STORED DATA:
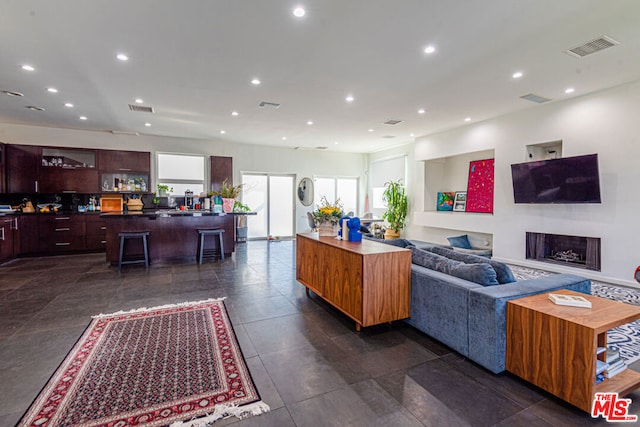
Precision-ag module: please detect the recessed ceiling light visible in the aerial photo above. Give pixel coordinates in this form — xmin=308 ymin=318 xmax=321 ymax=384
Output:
xmin=2 ymin=90 xmax=24 ymax=96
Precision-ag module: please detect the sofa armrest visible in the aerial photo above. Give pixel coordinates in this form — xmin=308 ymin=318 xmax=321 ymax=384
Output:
xmin=405 ymin=264 xmax=482 ymax=356
xmin=469 ymin=274 xmax=591 ymax=373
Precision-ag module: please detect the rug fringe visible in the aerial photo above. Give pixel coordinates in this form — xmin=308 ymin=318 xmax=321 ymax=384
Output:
xmin=91 ymin=297 xmax=226 ymax=319
xmin=170 ymin=401 xmax=271 ymax=427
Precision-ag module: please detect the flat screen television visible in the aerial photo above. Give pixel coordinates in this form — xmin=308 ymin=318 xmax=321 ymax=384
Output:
xmin=511 ymin=154 xmax=601 ymax=203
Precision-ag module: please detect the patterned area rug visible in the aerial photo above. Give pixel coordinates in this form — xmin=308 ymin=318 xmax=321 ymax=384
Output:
xmin=509 ymin=265 xmax=640 ymax=364
xmin=19 ymin=300 xmax=269 ymax=427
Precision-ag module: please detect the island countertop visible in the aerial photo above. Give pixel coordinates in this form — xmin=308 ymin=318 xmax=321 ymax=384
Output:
xmin=105 ymin=209 xmax=244 ymax=265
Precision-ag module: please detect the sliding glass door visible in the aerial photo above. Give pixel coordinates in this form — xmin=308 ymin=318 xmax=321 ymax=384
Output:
xmin=242 ymin=173 xmax=295 ymax=239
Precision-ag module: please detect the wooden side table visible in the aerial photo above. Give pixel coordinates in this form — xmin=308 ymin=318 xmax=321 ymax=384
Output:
xmin=507 ymin=290 xmax=640 ymax=412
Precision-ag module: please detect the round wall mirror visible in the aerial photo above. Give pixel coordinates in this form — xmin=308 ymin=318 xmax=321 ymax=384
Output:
xmin=298 ymin=178 xmax=313 ymax=206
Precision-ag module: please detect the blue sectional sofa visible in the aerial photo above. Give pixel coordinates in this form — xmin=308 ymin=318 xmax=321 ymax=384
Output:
xmin=364 ymin=239 xmax=591 ymax=374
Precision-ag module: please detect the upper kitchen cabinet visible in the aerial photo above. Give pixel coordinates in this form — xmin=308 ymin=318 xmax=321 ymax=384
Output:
xmin=4 ymin=144 xmax=42 ymax=193
xmin=39 ymin=147 xmax=100 ymax=193
xmin=98 ymin=150 xmax=151 ymax=174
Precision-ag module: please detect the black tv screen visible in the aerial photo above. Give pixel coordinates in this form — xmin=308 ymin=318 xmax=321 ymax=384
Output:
xmin=511 ymin=154 xmax=601 ymax=203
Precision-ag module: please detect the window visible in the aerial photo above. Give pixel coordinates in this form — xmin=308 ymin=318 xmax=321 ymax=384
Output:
xmin=370 ymin=155 xmax=407 ymax=209
xmin=156 ymin=153 xmax=205 ymax=195
xmin=314 ymin=177 xmax=358 ymax=215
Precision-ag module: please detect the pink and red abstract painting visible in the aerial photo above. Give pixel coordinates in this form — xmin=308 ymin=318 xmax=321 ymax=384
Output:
xmin=466 ymin=159 xmax=494 ymax=213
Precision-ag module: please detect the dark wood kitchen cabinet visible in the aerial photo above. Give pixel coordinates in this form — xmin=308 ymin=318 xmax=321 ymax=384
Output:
xmin=86 ymin=214 xmax=107 ymax=251
xmin=98 ymin=150 xmax=151 ymax=174
xmin=0 ymin=142 xmax=7 ymax=193
xmin=38 ymin=214 xmax=87 ymax=253
xmin=0 ymin=215 xmax=18 ymax=263
xmin=5 ymin=144 xmax=41 ymax=193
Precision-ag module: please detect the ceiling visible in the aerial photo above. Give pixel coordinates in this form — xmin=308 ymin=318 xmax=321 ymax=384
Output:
xmin=0 ymin=0 xmax=640 ymax=152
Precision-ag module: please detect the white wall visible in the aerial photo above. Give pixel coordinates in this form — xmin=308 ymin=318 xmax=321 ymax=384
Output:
xmin=0 ymin=124 xmax=366 ymax=236
xmin=400 ymin=81 xmax=640 ymax=286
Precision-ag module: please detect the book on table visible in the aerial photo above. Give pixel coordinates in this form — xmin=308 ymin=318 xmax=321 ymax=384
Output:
xmin=549 ymin=294 xmax=591 ymax=308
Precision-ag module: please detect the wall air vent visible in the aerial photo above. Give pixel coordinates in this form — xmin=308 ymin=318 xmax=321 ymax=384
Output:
xmin=129 ymin=104 xmax=153 ymax=114
xmin=259 ymin=101 xmax=280 ymax=109
xmin=520 ymin=93 xmax=551 ymax=104
xmin=564 ymin=36 xmax=620 ymax=58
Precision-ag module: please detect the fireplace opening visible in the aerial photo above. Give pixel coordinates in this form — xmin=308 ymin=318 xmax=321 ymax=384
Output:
xmin=526 ymin=232 xmax=600 ymax=271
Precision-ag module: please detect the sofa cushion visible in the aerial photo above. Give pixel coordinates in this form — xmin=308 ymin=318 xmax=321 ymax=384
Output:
xmin=363 ymin=234 xmax=413 ymax=248
xmin=410 ymin=246 xmax=499 ymax=286
xmin=447 ymin=234 xmax=473 ymax=249
xmin=424 ymin=246 xmax=516 ymax=285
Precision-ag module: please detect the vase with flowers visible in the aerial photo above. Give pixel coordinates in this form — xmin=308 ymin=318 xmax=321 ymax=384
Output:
xmin=311 ymin=196 xmax=344 ymax=236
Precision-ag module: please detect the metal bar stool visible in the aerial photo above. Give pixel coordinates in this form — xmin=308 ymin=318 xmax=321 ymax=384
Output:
xmin=118 ymin=231 xmax=149 ymax=272
xmin=196 ymin=228 xmax=224 ymax=264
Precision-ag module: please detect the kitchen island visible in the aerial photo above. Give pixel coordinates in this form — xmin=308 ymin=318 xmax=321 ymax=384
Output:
xmin=101 ymin=209 xmax=235 ymax=265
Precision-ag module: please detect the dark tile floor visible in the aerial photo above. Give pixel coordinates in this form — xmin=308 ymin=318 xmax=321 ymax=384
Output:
xmin=0 ymin=241 xmax=640 ymax=427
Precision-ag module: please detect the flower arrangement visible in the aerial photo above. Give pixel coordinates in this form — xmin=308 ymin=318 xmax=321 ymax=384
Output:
xmin=311 ymin=196 xmax=344 ymax=225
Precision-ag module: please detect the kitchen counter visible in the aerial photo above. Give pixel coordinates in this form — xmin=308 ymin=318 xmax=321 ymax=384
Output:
xmin=100 ymin=209 xmax=236 ymax=265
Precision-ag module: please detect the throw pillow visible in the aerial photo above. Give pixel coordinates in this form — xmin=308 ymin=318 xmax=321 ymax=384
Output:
xmin=410 ymin=246 xmax=499 ymax=286
xmin=425 ymin=246 xmax=516 ymax=285
xmin=447 ymin=234 xmax=473 ymax=249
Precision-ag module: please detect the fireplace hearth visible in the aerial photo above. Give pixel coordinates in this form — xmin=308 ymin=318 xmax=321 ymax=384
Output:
xmin=526 ymin=232 xmax=600 ymax=271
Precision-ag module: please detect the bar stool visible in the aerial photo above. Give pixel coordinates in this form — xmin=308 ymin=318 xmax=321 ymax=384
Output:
xmin=196 ymin=228 xmax=224 ymax=264
xmin=118 ymin=231 xmax=149 ymax=272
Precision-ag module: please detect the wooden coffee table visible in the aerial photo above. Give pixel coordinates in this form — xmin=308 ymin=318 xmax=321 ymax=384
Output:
xmin=507 ymin=290 xmax=640 ymax=412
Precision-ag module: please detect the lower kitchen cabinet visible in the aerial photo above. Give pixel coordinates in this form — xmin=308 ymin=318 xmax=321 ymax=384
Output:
xmin=38 ymin=215 xmax=87 ymax=253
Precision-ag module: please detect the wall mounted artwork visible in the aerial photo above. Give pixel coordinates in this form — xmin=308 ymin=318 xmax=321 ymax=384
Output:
xmin=436 ymin=191 xmax=455 ymax=211
xmin=466 ymin=159 xmax=494 ymax=213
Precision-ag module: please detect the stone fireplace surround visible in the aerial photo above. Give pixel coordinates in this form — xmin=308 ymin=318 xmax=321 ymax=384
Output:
xmin=526 ymin=231 xmax=601 ymax=271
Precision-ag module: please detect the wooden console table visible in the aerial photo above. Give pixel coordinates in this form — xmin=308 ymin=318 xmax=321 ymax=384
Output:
xmin=296 ymin=233 xmax=411 ymax=331
xmin=507 ymin=290 xmax=640 ymax=412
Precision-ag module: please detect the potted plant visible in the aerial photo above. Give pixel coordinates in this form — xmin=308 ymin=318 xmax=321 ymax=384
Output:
xmin=208 ymin=178 xmax=242 ymax=213
xmin=156 ymin=184 xmax=173 ymax=197
xmin=382 ymin=180 xmax=408 ymax=239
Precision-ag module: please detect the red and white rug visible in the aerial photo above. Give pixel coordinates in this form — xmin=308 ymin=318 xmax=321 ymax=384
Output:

TASK GOAL: Please transcribe the material from the line with "Precision-ag module: please detect the blue" to the line with "xmin=364 ymin=239 xmax=591 ymax=374", copying every character unchanged.

OUTPUT OF THE EXERCISE:
Precision-ag module: please detect the blue sectional sofa visible in the aerial photo above. Give pixel coordinates in this form — xmin=308 ymin=318 xmax=321 ymax=384
Output:
xmin=364 ymin=239 xmax=591 ymax=374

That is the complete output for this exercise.